[Dataset items]

_____

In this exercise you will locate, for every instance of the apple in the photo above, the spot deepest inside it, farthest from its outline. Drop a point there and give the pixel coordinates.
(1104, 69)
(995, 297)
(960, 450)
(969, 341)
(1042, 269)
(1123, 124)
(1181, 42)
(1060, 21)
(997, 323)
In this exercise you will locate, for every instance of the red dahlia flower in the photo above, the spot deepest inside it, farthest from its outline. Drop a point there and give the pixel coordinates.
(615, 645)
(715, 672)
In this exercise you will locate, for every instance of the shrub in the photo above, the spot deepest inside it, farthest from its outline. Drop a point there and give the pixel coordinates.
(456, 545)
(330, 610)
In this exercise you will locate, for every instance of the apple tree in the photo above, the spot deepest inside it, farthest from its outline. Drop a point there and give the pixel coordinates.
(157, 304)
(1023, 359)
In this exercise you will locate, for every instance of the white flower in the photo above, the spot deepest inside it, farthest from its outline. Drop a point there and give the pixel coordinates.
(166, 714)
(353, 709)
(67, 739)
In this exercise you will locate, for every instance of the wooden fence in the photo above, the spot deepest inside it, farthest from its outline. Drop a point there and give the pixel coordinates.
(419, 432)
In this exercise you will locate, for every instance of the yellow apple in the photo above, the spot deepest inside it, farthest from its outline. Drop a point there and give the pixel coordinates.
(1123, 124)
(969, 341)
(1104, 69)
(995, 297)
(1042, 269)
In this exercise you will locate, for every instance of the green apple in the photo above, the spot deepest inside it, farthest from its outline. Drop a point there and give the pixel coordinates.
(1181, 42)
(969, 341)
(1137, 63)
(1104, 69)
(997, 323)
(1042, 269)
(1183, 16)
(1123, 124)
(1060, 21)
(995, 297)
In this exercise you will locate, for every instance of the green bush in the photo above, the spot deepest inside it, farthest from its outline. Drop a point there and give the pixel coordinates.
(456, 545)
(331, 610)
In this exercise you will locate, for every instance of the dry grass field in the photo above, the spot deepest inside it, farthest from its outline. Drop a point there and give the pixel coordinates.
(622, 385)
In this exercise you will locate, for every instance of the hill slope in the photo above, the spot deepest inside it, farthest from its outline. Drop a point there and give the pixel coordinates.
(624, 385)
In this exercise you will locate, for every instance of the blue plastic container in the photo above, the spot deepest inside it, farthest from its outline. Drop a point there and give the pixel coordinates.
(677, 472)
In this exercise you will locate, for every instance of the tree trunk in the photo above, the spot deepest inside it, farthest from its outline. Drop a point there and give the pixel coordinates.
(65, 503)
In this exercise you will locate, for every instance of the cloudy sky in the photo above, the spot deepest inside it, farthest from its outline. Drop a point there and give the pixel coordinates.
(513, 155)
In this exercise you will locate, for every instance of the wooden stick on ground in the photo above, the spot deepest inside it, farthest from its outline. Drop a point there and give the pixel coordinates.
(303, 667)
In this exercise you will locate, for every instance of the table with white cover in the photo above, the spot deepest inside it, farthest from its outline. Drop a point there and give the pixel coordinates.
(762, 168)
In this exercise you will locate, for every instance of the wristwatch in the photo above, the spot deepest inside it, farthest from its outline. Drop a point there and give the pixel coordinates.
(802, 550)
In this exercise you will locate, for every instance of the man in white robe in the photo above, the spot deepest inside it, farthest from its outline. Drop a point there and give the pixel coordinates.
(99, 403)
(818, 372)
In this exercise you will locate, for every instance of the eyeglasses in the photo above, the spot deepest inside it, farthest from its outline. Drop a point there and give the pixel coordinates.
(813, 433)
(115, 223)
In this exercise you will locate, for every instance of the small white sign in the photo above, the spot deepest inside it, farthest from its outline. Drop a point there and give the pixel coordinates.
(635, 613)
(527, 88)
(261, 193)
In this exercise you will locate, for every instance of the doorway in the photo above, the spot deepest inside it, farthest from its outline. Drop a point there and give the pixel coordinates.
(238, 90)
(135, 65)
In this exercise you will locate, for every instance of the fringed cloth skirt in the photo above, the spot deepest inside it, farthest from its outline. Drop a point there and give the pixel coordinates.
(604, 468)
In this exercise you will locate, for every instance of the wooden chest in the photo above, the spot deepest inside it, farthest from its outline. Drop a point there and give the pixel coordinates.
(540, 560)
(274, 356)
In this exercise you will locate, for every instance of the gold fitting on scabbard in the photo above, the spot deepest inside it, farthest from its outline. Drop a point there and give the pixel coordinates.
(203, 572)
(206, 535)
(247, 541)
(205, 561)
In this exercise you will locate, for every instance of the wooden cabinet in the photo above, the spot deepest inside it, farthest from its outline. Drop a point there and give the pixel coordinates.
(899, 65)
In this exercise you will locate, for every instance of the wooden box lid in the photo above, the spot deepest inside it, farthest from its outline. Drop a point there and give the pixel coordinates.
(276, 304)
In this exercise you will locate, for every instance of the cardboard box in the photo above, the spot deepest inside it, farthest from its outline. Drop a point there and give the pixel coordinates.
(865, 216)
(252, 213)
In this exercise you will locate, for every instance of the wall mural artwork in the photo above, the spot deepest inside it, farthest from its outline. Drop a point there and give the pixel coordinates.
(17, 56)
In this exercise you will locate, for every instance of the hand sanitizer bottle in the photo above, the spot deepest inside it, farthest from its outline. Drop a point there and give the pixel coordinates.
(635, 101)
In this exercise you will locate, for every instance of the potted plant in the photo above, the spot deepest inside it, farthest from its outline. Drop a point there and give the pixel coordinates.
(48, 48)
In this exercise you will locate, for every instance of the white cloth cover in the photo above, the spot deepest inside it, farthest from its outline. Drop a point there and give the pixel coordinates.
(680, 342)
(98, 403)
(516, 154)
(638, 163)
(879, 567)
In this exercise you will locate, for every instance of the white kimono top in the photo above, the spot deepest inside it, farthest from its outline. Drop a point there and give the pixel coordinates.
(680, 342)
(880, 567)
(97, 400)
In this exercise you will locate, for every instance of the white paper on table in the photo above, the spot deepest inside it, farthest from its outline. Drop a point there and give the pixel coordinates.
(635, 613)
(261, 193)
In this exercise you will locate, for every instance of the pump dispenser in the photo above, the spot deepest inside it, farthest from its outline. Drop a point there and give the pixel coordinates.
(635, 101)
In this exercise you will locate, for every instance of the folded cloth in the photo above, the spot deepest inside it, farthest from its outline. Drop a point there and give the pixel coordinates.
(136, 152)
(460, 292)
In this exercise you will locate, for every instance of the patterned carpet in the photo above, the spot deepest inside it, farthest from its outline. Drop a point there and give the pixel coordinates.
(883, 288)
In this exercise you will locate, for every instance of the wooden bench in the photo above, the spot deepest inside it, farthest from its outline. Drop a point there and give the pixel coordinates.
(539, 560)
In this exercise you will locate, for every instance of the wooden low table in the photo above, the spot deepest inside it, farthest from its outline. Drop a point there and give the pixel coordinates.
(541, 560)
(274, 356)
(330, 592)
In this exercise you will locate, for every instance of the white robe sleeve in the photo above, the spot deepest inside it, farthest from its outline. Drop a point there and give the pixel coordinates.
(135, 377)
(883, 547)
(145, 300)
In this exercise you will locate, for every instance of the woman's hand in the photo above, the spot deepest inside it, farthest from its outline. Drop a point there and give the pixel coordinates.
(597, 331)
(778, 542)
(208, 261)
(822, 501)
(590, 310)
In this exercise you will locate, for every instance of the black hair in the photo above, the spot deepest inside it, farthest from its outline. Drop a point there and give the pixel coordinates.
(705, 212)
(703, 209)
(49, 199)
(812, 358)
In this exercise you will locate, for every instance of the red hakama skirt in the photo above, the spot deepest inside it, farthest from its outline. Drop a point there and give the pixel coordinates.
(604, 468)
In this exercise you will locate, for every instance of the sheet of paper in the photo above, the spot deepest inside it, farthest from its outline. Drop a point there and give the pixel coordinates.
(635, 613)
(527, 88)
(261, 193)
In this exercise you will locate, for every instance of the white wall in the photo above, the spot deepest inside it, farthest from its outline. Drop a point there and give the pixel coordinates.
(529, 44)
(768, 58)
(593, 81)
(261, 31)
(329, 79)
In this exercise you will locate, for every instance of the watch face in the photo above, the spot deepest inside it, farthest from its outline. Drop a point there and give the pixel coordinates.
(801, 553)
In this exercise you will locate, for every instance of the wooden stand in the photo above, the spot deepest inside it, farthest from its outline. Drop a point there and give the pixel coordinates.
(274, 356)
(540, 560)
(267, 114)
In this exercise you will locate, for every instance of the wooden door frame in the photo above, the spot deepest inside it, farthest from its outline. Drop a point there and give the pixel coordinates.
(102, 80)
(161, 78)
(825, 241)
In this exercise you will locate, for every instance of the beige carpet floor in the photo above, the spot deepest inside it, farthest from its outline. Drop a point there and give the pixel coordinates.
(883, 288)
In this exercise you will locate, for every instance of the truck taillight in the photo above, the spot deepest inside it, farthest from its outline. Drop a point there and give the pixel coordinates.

_____

Directions:
The line containing "of the watch" opens the range, and the last line of the entries closes it; copy that range exactly.

Result of this exercise:
In this exercise you will locate, for every instance of the watch face in the photo above, the spot deepest inside it, farthest from its outline. Drop a point there and give the pixel coordinates.
(801, 553)
In this exercise you will locate, for every instance of the wooden stand in the photo above, the spot deepest inside it, farthest from its outline. Drop a point there and give the pixel coordinates.
(274, 356)
(540, 560)
(267, 114)
In this exercise you will locate, for every instance of the wooden door frame in the photo above, the spot deepest inside it, farthest from its outline. Drop a point there and give the pixel coordinates.
(102, 80)
(161, 78)
(825, 241)
In this exercise you will locate, for every instance of the beige carpet floor in the photo above, the spot deepest inside it, farthest from its outline. Drop a point there and give the pixel coordinates.
(883, 288)
In this exercise you will locate, for every instance of the truck taillight in the photo above, the spot deepest inside it, farthest from its outline. Drop a point there and give the pixel coordinates.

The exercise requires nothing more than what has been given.